(SET PROBLEM A): Pick out every line of the records that contains the string "sign", copying each one. Matching is case-sensitive.
———
|
Giovanni Mari, The Postmodern, Democracy, History
Contemporary
European Cultural Studies
Series editors,
Gianni Vattimo and Santiago Zabala
Professor Mari's concerns are with what is sometimes called
“substantive philosophy of history.” The book is primarily a
discussion of the complicated interpretations of, among
others, Jean-François Lyotard, Gianni Vattimo, and Richard
Rorty on the status and future of philosophy of history.
From the Introduction:
The Postmodern, Democracy, History is composed of
four chapters. Each of these parts has a relative autonomy
of its own, even if they explicitly and variously refer to
each other and constitute aspects of a single reasoning. The
presuppositions of this reasoning may be formulated in the
following way:
1. If it is true that man “makes” history, the results of
this action do not belong to him in the same way and to the
same degree that they could do so while he was thinking and
“doing” them, and they belong to him ever [even] less the
more they prove to be important and lasting; or — and here
we are dealing with the same idea formulated in different
terms — there exists a problem of the meaning of history
that it is necessary to formulate continually and ever anew,
all the more so after important and lasting events, that is,
the more events appear most cruelly to hang over us and
evade our control.
2. the paradigm of the meaning of history developed by
the modern or classical philosophy of history is today
difficult both to propose and to forget; it is no longer
possible to continue to think of a construction of
“humanity” according to the canons of such a paradigm, but
what we are today is also the way we have constructed
ourselves, sometimes through tragic and historically
indelible events, according to that mode, and not to
remember it would mean to perpetuate it unconsciously and to
remember it means first of all changing its value and
redescribing it.
———
(SET PROBLEM B): Extract the wording of the passage on the philosophy of history from "2. the paradigm" up to and including "redescribing it.".
———
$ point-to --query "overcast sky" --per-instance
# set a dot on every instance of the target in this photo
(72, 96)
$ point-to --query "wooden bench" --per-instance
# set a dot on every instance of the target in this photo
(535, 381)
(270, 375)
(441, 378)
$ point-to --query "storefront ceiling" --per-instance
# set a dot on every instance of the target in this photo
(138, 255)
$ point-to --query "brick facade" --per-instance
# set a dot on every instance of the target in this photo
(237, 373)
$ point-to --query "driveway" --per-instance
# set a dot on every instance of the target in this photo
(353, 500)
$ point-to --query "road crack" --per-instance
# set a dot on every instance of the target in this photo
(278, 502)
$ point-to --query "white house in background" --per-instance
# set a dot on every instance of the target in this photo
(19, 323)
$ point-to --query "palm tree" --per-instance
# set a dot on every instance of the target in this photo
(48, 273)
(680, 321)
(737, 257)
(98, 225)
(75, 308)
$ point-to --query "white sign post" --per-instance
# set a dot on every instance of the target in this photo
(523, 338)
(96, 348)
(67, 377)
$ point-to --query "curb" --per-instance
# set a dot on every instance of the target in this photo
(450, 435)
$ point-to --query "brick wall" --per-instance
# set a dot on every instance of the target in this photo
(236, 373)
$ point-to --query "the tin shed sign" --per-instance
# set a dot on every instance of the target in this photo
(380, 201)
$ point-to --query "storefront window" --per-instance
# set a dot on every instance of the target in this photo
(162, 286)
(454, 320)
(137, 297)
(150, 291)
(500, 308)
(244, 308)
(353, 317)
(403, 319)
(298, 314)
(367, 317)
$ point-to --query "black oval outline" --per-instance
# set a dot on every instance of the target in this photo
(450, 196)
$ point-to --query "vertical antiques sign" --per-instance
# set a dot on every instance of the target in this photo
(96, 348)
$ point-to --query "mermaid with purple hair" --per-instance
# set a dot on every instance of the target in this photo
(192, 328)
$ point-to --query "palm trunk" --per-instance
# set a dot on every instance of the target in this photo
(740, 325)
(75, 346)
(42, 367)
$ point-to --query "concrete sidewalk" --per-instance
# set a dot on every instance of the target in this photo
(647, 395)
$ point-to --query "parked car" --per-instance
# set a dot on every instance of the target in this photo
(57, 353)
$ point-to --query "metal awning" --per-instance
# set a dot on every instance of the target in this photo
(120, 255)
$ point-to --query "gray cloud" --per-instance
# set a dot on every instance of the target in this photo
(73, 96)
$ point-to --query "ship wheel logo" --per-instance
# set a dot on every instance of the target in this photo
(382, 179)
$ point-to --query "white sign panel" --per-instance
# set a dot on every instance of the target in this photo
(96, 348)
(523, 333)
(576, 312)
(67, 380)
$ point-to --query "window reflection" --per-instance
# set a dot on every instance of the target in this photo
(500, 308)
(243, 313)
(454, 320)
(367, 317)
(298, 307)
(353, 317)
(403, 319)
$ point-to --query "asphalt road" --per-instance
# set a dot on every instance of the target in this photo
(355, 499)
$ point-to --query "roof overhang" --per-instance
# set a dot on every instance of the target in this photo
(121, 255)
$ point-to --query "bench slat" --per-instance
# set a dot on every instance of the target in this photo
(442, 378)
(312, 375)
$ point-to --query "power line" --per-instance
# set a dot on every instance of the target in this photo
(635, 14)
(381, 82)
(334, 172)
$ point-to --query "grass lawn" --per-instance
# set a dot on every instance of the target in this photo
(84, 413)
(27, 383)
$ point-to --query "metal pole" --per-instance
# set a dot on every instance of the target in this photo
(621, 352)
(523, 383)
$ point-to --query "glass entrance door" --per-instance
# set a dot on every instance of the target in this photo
———
(SOLUTION A):
$ point-to --query "white sign post" --per-instance
$ point-to --query "the tin shed sign" --per-instance
$ point-to --query "vertical antiques sign" --per-instance
$ point-to --query "white sign panel" --per-instance

(SOLUTION B):
2. the paradigm of the meaning of history developed by
the modern or classical philosophy of history is today
difficult both to propose and to forget; it is no longer
possible to continue to think of a construction of
“humanity” according to the canons of such a paradigm, but
what we are today is also the way we have constructed
ourselves, sometimes through tragic and historically
indelible events, according to that mode, and not to
remember it would mean to perpetuate it unconsciously and to
remember it means first of all changing its value and
redescribing it.